**What is required:** If a line in the listing below includes the word "else", pick it out.

**Dataset extract:**
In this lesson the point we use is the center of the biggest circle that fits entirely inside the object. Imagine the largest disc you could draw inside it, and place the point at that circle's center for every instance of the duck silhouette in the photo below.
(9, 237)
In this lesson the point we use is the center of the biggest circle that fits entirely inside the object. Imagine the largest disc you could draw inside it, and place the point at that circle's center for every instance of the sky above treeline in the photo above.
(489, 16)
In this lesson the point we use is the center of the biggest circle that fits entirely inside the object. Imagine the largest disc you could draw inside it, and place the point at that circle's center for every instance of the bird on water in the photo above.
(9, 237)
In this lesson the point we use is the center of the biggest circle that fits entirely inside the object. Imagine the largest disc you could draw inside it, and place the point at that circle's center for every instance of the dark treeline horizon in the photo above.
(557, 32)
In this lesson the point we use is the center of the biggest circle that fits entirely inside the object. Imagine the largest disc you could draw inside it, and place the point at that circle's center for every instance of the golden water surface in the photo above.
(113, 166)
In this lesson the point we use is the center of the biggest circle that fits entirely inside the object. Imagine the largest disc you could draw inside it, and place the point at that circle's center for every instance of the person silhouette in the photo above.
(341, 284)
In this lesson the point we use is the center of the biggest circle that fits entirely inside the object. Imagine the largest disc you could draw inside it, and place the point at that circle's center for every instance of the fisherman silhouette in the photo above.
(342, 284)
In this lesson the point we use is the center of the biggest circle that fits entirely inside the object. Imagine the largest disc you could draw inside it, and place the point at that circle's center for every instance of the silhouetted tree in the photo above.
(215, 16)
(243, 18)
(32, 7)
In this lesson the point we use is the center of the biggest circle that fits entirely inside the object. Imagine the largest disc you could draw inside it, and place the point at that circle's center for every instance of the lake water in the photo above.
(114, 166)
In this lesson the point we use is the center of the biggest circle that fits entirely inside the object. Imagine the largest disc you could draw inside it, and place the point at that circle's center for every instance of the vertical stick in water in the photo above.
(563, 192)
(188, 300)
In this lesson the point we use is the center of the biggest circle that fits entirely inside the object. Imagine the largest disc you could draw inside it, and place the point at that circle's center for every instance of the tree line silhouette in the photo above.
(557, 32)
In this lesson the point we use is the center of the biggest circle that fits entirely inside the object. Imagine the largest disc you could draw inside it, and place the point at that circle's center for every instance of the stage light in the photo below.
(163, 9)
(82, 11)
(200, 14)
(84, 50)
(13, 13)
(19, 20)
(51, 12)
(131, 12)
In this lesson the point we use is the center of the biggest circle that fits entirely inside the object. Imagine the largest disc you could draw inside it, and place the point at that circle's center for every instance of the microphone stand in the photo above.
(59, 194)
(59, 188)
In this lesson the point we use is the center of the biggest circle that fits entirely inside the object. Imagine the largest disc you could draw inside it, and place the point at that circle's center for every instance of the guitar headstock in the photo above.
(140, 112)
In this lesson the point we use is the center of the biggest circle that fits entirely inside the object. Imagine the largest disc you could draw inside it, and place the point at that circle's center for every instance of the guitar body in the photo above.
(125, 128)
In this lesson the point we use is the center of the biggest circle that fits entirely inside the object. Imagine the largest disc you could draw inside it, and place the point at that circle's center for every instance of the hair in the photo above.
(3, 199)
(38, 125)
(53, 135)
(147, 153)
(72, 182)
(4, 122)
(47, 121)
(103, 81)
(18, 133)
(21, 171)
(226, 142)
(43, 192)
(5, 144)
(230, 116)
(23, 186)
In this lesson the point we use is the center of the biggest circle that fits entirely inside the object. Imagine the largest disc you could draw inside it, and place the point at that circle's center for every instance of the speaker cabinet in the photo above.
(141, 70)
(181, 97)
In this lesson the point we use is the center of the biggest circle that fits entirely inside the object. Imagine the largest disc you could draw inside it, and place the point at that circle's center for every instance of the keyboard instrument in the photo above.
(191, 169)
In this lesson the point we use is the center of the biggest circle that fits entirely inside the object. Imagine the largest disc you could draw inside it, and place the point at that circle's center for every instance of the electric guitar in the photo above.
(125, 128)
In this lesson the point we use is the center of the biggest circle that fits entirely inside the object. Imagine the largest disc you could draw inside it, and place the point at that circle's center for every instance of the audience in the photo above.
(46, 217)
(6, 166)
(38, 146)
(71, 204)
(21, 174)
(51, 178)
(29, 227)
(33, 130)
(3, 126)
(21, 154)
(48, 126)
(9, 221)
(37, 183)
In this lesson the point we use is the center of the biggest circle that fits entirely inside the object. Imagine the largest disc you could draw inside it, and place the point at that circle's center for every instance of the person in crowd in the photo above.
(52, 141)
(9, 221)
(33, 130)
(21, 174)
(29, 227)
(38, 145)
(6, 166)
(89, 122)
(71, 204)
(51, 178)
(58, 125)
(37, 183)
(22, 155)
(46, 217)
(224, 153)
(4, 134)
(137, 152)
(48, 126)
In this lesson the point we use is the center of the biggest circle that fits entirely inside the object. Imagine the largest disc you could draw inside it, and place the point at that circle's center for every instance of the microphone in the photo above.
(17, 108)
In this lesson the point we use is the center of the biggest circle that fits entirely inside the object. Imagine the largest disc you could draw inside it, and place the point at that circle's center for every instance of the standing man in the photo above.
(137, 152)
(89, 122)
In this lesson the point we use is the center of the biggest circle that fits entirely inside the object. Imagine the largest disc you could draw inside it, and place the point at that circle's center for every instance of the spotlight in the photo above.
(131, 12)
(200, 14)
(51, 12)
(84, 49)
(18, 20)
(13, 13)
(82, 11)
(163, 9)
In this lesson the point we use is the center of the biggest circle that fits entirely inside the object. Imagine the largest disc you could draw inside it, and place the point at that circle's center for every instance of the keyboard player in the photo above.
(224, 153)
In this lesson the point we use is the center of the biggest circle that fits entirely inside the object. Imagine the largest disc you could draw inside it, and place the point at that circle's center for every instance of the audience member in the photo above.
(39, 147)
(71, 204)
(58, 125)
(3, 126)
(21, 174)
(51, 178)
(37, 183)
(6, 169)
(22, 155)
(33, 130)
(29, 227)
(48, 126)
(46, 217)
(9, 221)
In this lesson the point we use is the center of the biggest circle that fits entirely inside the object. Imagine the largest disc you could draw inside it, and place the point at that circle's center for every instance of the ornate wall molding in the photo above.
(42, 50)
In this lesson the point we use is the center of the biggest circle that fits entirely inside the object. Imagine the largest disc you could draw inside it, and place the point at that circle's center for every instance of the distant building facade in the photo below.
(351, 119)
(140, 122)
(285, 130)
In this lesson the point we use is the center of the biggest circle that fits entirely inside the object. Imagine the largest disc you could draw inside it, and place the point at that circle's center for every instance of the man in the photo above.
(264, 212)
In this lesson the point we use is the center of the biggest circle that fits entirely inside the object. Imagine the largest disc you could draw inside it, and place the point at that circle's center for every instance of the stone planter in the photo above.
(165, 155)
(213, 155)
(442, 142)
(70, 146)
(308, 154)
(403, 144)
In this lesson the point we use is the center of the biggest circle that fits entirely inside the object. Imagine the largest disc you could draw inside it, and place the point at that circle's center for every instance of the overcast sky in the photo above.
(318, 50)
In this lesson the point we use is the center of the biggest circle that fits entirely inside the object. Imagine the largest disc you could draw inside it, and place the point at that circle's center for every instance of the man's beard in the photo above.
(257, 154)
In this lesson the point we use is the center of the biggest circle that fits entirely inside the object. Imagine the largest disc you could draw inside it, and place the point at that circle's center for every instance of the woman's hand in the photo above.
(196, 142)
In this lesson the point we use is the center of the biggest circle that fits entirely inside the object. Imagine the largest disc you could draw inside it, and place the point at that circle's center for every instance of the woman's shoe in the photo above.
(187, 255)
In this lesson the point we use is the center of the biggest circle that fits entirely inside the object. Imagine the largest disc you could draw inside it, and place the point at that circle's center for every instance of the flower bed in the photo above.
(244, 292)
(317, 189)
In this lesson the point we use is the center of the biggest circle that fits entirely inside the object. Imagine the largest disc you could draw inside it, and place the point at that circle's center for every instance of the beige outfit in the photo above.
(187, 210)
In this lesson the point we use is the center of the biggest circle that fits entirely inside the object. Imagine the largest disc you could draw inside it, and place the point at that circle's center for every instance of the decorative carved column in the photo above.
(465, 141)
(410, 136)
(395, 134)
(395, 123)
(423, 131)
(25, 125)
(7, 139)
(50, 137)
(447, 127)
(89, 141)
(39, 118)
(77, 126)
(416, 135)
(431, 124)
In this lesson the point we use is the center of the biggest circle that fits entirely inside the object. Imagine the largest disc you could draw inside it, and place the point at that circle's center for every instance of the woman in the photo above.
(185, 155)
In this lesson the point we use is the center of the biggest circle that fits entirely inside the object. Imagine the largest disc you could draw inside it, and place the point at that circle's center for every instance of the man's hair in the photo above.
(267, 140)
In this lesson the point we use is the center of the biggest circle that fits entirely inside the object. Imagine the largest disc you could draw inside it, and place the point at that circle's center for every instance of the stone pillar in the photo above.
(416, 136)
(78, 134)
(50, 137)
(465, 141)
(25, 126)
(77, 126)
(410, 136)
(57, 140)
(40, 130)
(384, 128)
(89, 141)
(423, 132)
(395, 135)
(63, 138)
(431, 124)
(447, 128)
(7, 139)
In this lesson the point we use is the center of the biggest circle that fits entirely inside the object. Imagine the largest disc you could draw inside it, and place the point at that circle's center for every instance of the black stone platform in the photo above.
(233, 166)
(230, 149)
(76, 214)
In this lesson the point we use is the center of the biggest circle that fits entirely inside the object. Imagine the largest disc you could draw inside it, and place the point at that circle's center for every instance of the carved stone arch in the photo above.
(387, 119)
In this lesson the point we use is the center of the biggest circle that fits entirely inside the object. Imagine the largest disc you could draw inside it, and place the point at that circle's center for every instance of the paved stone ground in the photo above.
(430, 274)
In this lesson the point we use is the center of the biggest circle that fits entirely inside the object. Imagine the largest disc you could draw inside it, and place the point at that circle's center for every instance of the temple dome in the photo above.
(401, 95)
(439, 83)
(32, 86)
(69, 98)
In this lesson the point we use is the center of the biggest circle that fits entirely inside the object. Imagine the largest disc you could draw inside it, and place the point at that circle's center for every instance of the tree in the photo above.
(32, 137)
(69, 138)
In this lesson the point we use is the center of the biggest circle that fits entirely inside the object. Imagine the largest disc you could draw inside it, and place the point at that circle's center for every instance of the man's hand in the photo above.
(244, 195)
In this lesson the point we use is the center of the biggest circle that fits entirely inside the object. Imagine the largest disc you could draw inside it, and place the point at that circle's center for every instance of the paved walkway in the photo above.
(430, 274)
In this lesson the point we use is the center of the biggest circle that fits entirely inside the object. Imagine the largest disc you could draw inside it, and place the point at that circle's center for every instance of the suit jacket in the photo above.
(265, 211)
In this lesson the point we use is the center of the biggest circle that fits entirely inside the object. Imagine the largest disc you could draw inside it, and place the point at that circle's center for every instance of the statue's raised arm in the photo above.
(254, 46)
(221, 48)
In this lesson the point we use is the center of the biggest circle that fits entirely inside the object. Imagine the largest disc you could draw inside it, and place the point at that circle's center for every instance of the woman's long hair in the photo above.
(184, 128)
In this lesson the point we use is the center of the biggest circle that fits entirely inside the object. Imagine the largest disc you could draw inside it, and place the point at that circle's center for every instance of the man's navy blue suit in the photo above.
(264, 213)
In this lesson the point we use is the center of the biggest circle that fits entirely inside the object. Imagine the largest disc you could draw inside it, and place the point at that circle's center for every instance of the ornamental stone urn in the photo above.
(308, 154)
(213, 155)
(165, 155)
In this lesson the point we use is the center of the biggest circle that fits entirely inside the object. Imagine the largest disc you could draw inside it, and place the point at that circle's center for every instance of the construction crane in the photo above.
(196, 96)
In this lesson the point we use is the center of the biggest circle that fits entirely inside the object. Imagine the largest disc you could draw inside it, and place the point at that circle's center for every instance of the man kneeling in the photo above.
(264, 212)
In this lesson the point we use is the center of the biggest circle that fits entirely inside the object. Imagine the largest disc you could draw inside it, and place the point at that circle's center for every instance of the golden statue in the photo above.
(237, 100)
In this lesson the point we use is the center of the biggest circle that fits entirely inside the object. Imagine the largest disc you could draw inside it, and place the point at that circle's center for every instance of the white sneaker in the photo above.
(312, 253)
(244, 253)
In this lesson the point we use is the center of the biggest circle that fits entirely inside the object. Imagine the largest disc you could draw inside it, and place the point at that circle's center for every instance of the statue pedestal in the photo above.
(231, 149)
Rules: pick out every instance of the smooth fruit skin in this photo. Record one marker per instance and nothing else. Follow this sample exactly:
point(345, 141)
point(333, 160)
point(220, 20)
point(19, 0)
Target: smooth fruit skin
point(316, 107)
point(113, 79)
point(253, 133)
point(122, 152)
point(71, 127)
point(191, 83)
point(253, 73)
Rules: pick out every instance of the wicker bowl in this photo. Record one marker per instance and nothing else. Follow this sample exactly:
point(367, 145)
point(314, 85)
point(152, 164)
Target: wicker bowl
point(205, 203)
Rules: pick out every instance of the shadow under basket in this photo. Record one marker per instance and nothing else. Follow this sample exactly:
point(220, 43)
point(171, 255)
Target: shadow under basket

**Answer for this exercise:**
Rules: pick out every instance of the smooth fruit skin in this photo. Record one marker per instance and nothing else. Follow this sample exactly:
Rules: pick out every instance of the wicker bowl in this photo. Record one marker per instance and nothing else. Follow this sample exactly:
Rules: pick out every instance of the shadow under basket in this photo. Record one marker per instance and nothing else. Follow this sample exactly:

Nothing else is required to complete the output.